__What to do__
All the records that follow need to be reproduced exactly. Omit the images.

== Information shown

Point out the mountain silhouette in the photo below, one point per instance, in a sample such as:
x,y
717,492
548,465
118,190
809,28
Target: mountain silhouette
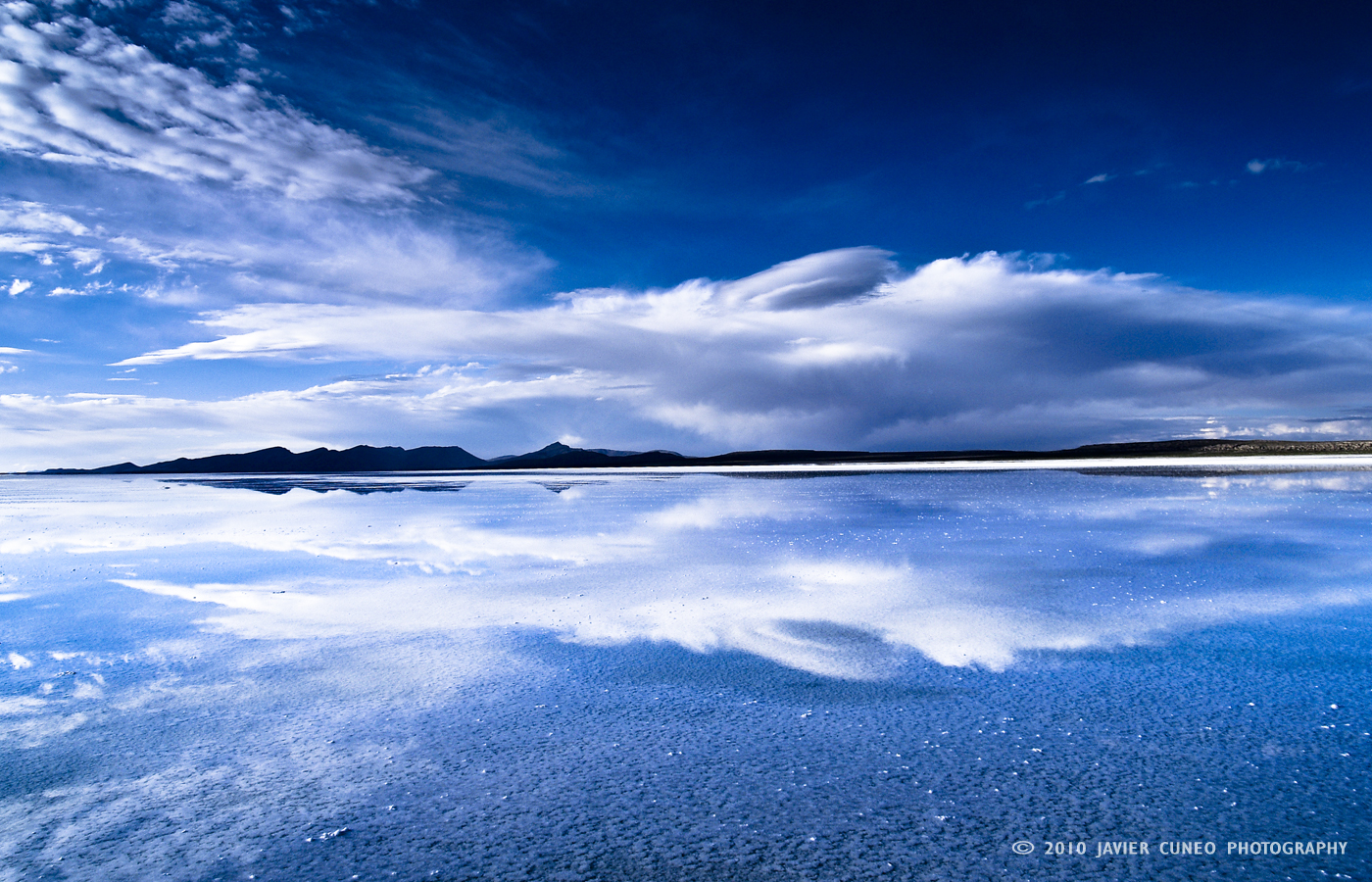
x,y
559,456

====

__Result of the task__
Point out the mountain silhouette in the photo below, one point per instance, in a sample such as:
x,y
717,492
548,465
118,190
809,28
Target: mountain silhouette
x,y
559,456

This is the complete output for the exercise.